PROVIDED PASSAGE:
ObjectApiResponse({'acknowledged': True, 'shards_acknowledged': True, 'index': 'benefit-claims'})

In [25]:
for doc in tqdm(documents):
    question = doc['Question']
    answer = doc['Answer']
    doc['question_answer_vector'] = model.encode(question + ' ' + answer)

    es_client.index(index=index_name, document=doc)

100%|███████████████████████████████████████████████████████████████████████████████████████████████████████| 425/425 [00:15<00:00, 28.11it/s]


In [26]:
def elastic_search_knn(field, vector, section):
    knn = {
        "field": field,
        "query_vector": vector,
        "k": 5,
        "num_candidates": 10000,
        "filter": {
            "term": {
                "Section": section
            }
        }
    }

    search_query = {
        "knn": knn,
        "_source": ["Answer", "Section", "Question", "Category", "id"]
    }

    es_results = es_client.search(
        index=index_name,
        body=search_query
    )
    
    result_docs = []
    
    for hit in es_results['hits']['hits']:
        result_docs.append(hit['_source'])

    return result_docs

In [34]:
def question_answer_vector_knn(q):
    question = q['Question']
    section = q['Section']

    v_q = model.encode(question)

    return elastic_search_knn('question_answer_vector', v_q, section)

## Perform a Vector Search

In [36]:
question_answer_vector_knn(dict(
    Question='What is the Local Welfare Assistance scheme?',
    Section='general claim benefits'
))

[{'Answer': 'The Local Welfare Assistance scheme provides emergency financial help often for things like food clothing and utilities.',
  'Category': 'Low income',
  'Question': 'What is the Local Welfare Assistance scheme?',
  'Section': 'general claim benefits'},
 {'Answer': 'Help to Save is a government savings account for people on low incomes offering bonuses on your savings.',
  'Category': 'Low income',
  'Question': 'What is the Help to Save scheme?',
  'Section': 'general claim benefits'},
 {'Answer': 'The Hardship Fund provides financial assistance to those in urgent need often administered by local councils.',
  'Category': 'Low income',
  'Question': 'What is the Hardship Fund?',
  'Section': 'general claim benefits'},
 {'Answer': 'The Restart Scheme offers tailored support to help long-term unemployed people find work.',
  'Category': 'Looking for work',
  'Question': 'What is the Restart Scheme?',
  'Section': 'general claim benefits'},
 {'Answer': 'The Healthy Start Sche

## Rag flow with Vector Search

In [37]:
def build_prompt(query, search_results):
    prompt_template = """

DATA SECTION:
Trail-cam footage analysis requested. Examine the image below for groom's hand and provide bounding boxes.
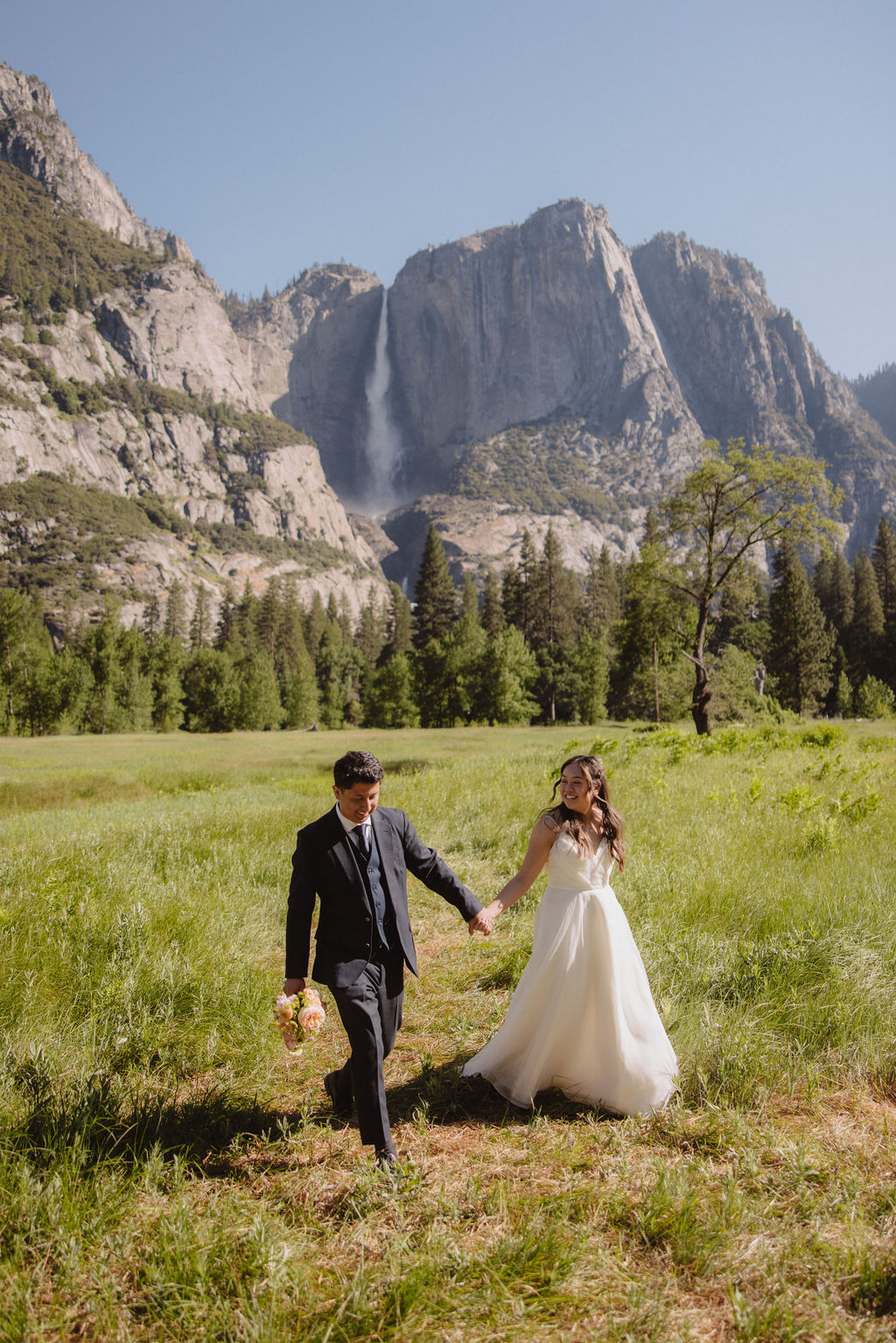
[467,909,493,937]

--

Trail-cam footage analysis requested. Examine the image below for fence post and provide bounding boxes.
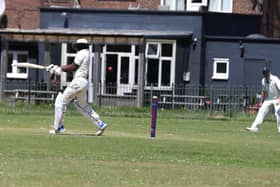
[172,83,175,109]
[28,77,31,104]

* * *

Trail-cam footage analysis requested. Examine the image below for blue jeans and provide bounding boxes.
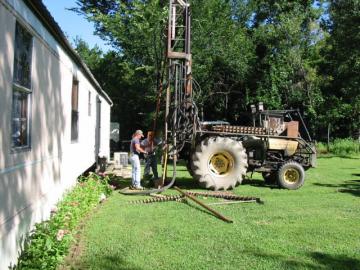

QUESTIONS ON THE MATERIAL:
[a] In the notebook excerpt, replace "result_docs" with "matched_docs" and write out the portion that begins at the words "result_docs = []" and stops after "v_q = model.encode(question)".
[b] In the notebook excerpt, which field names are listed in the "_source" setting of search_query?

RESULTS IN ORDER:
[a]
matched_docs = []
    
    for hit in es_results['hits']['hits']:
        matched_docs.append(hit['_source'])

    return matched_docs

In [34]:
def question_answer_vector_knn(q):
    question = q['Question']
    section = q['Section']

    v_q = model.encode(question)

[b] Answer, Section, Question, Category, id